That’s the lesson for today. Two lessons actually. While streaming ratings use new terminology, the business principles underlying them haven’t really changed that much.

(Reminder: The streaming ratings report compiles data from Nielsen’s weekly top ten viewership ranks, Netflix datecdotes, Top Ten lists, Google Trends and IMDb to determine the most popular content. While most data points are current, Nielsen’s data covers the weeks of May 31st to June 6th.)


If you want the most fundamental principle of economics, it’s hard to beat this picture:

The lower the price of a given good, the more of it a company will sell. That’s micro-economics 101. Maybe something even lower than 101.

That story played out this week—meaning the week of May 31st—when Raya and the Last Dragon left the comforting confines of Disney’s “Premier Access” program on June 4th. The boost in viewership directly matched the decline in price—going from $30 a la carte to included in the $4-8 subscription fee—as you can see here:

Given the conversation online, some folks find this boost a bit incredible. And really, a “3x” increase is good! But how good? Well, I have no idea.

(I know, I know. I should deliver more grand pronouncements. Nothing’s more quotable than pundits who confidently know everything. I just wish reality complied with such simplicity.)

To start, this is a single data point. Raya is Disney’s first animated kids film that was released on PVOD and then came to SVOD. Soul and Luca were both released straight-to-streaming, so we can compare all those SVOD launches, but it isn’t quite apples-to-apples. Even if you include Disney’s live-action Mulan, a sample size of 2 is still much too small to draw conclusions.

Second, more importantly, we have no context for this. We don’t have (publicly available) ratings for premium cable, streaming or even basic cable viewership for past Disney films. I know this seems crazy, but Disney didn’t release The Princess and the Frog, Brave and Frozen (to name just three examples) to theaters and then bury them in a vault until Disney+ was born. Each cycled through streaming (like Netflix), premium cable (like Epix) and basic cable (like Freeform or the Disney Channel). Not to mention home entertainment. (Folks forget about Redbox too!) Without any firm data, comparing the boost in viewership between past windows is impossible.

The one thing we know is that as each window gets cheaper, consumption goes up along with it. (More folks watch theatrical films at home, to this day, than ever saw them in theaters.)

(Rows from a pointing dataset)
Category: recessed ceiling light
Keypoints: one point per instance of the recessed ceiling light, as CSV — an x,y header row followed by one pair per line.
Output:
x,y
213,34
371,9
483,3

### [Tasks to carry out]
1. In the streaming ratings text, what price change did Raya and the Last Dragon go through when it left Premier Access?
2. Write a continuation of the text on streaming ratings, starting right after its final sentence.

### [Answers for this exercise]
1. It went from $30 a la carte to being included in the $4-8 subscription fee.

2.
Still, maybe we can extract some lessons for streaming? Focusing only on Disney+ film releases…

Clearly, animated films from the top animation studio of all-time remain Disney’s bread and butter. The top films on this list are Soul and Raya and the Last Dragon. My gut is that Luca easily joins this list. My working hypothesis is that Disney animation (with Pixar) have such consistently high “hit rates” that families (and many adults) will watch every Disney feature with their kids, whereas adult films—meaning intended for adults, not you know, porn—are still evaluated on the “Are folks saying this is good?” test. Mulan didn’t really pass that test.

Speaking of those two films, we’ll also see going forward the trends on the “multiple” of SVOD openings to PVOD openings. Multiple meaning SVOD debuts (free for Disney+ subscribers) divided by PVOD debuts ($30 extra charge for select films). For Raya, that’s 18 million hours divided by 5.9 million hours, so “3x”.

When Mulan transitioned to the front of the Disney+ SVOD paywall, it failed to make the Nielsen top ten. (Nielsen hadn’t expanded to three top ten lists yet.) If they had, likely we would have seen how much now free viewership it generated. But knowing that the lowest viewed TV series on the list only got 10.5 million hours, clearly Mulan was below that threshold. Meaning at best, going from PVOD to SVOD generated a multiple of “1” to Raya’s multiple of three. When Cruella debuts on SVOD—though we’ll have to wait about four months for that—we will see if Mulan was typical or an outlier.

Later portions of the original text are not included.